— Start Text provided —

- Native name: 陳璘
- Other name: Chaojue (朝爵)
- Born: 1543 Shaoguan, Guangdong, China
- Died: 1607 (aged 63–64)
- Allegiance: Ming dynasty
- Rank: Navy Admiral
- Conflicts: Japanese invasions of Korea (1592–98)

= Chen Lin (Ming dynasty) =

Ming Chinese naval commander and general

Chen Lin (陳璘 (陈璘); Korean: 진린 Jin Lin; 1543–1607), courtesy name Chaojue (朝爵), born in Shaoguan, Guangdong, was a Chinese general and navy admiral of the Ming dynasty.

Chen quelled local uprisings in Guangdong and Guizhou. As commander in chief in the Battle of Noryang, he also led the Ming navy to win the Imjin War alongside Joseon Korea and defeat the Japanese army led by Toyotomi Hideyoshi. He then became the founder of the Gwangdong Jin clan, one of the Korean Jin clans when he immigrated to Korea after the war due to his respect for Yi Sun-shin.

Chen Lin is considered a hero in both Korea and China for helping win the Imjin War with Korea and defeating the Japanese army alongside Korean forces. Today, his descendants are spread across South China and Korea.

== Career ==
Chen Lin was a native of Wengyuan County, Shaoguan, Guangdong province.

=== Guangdong ===

He quelled the 1562 uprisings in Chaozhou and Yingde in Guangdong and was subsequently promoted to the Shoubei of Guangdong. Chen participated in various campaigns in Southern China against rebels and peasant uprisings thereafter. In May of the 40th year of the Wanli Emperor, the Ming court awarded Chen as tutor to the crown prince (太子太保) and allowed it to be hereditary. In the 46th year of Wanli, Chen enfeoffed his son Chen Jiuxiang (陈九相) with the title and inheritance.

=== Korea and Japan ===
Chen Lin was dispatched in 1598 to help repulse the Japanese in Hideyoshi's Invasions of Korea, working with the Korean admiral Yi Sun-sin. The aid was in response to a request by the Joseon Dynasty. Chen and Yi both fought in the Battle of Noryang, which ended Hideyoshi's attempts to invade Korea. See details in Imjin War section below.

=== Guizhou and Miao ===

After campaigning in Korea, Chen was promoted and gained control of troops in Hunan and Guangdong. He led troops to quell the Miao (Hmong) uprising in Zunyi, Guizhou province. He also helped quell the Bozhou rebellion.

== Imjin War ==
In June 1592 (20th year), in order to fight against the Japanese invasion into Chosun, Chen Lin became Heavenly General of the 7th Battalion (신기칠영연용참장，神機七營練勇參將). October that year, he was appointed as Shenshuyou Deputy General (신추우부장、神樞右副將).

— End Text provided —

### Requirement 1
From the Chen Lin article, extract the passage that begins at the words "He quelled the" and stops after the words "title and inheritance.".
### Requirement 2
Lay out the records as a numbered list, from the start of the records through the line that contains "[876,119,979,251]", with blank lines and pictures left out.

— Start Extracted material —

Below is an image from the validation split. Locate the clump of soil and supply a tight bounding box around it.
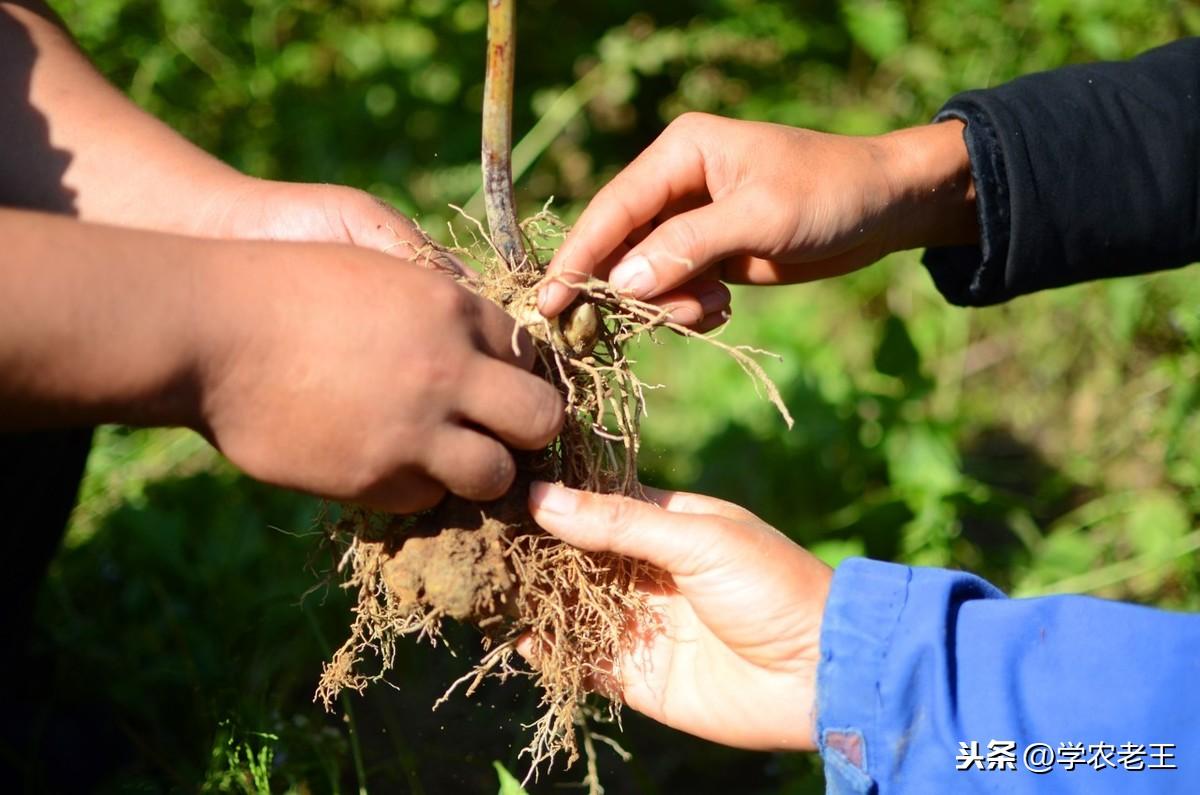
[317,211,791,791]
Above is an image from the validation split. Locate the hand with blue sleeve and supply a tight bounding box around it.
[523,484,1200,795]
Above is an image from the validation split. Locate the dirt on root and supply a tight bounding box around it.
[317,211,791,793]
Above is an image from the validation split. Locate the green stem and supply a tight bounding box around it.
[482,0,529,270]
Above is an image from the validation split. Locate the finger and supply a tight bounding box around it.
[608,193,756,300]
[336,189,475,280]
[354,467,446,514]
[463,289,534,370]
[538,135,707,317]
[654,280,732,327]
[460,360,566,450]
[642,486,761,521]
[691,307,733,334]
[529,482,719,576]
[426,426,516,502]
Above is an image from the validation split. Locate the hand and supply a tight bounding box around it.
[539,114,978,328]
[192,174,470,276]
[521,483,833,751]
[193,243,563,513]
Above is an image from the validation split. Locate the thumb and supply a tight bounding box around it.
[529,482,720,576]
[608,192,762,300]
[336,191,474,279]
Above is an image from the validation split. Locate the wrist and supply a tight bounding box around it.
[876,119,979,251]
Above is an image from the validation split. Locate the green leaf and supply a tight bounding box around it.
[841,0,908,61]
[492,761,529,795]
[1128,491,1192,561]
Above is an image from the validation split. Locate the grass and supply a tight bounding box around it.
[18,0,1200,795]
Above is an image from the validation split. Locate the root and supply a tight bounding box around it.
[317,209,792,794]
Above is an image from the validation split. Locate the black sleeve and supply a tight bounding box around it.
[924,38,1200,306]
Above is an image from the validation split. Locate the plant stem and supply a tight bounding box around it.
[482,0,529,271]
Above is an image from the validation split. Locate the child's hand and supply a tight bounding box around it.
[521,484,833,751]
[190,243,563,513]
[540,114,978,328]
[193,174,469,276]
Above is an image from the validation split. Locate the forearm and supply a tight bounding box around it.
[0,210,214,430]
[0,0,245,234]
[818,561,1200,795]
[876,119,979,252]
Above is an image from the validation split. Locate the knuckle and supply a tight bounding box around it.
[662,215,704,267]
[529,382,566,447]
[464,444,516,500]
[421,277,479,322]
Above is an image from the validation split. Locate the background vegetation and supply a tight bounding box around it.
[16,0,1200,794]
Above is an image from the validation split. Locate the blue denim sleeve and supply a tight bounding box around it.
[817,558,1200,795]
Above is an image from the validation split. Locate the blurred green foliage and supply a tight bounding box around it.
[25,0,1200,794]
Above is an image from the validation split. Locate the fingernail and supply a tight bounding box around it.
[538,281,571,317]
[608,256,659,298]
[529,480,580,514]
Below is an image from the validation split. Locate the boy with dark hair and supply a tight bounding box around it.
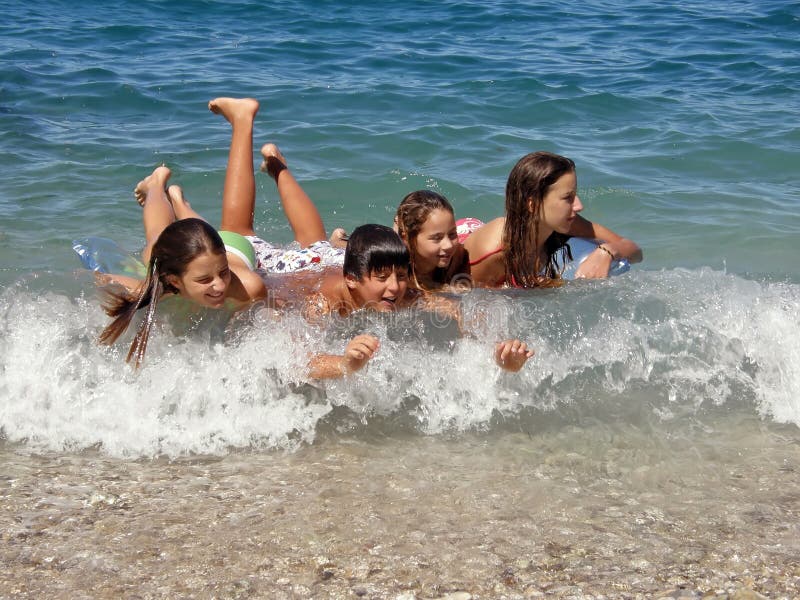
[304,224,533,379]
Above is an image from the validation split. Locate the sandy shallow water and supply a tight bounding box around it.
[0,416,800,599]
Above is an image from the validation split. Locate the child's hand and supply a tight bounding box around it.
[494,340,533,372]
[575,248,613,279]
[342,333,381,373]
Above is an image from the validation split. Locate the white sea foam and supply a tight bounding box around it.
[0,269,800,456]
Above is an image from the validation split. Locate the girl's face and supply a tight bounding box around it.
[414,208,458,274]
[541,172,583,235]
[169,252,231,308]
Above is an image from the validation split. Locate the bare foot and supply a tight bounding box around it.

— End Extracted material —

### Worked answer 1
He quelled the 1562 uprisings in Chaozhou and Yingde in Guangdong and was subsequently promoted to the Shoubei of Guangdong. Chen participated in various campaigns in Southern China against rebels and peasant uprisings thereafter. In May of the 40th year of the Wanli Emperor, the Ming court awarded Chen as tutor to the crown prince (太子太保) and allowed it to be hereditary. In the 46th year of Wanli, Chen enfeoffed his son Chen Jiuxiang (陈九相) with the title and inheritance.

### Worked answer 2
1. Below is an image from the validation split. Locate the clump of soil and supply a tight bounding box around it.
2. [317,211,791,791]
3. Above is an image from the validation split. Locate the hand with blue sleeve and supply a tight bounding box around it.
4. [523,484,1200,795]
5. Above is an image from the validation split. Locate the dirt on root and supply a tight bounding box around it.
6. [317,211,791,793]
7. Above is an image from the validation split. Locate the green stem and supply a tight bounding box around it.
8. [482,0,529,270]
9. Above is an image from the validation split. Locate the finger and supply a tight bounding box around it.
10. [608,193,756,300]
11. [336,189,475,280]
12. [354,467,446,514]
13. [463,289,534,370]
14. [538,135,707,317]
15. [654,280,732,327]
16. [460,360,566,450]
17. [642,486,761,521]
18. [691,307,733,334]
19. [529,482,719,576]
20. [426,426,516,502]
21. Above is an image from the validation split. Locate the hand and supply a tight bounding box around it.
22. [539,114,978,328]
23. [192,174,470,276]
24. [521,483,833,751]
25. [193,243,563,513]
26. Above is an image from the validation split. Locate the thumb and supply a tight bounding box around it.
27. [529,482,720,576]
28. [608,192,762,300]
29. [336,191,474,279]
30. Above is an image from the validation split. Locate the wrist and supply a tight bounding box around it.
31. [876,119,979,251]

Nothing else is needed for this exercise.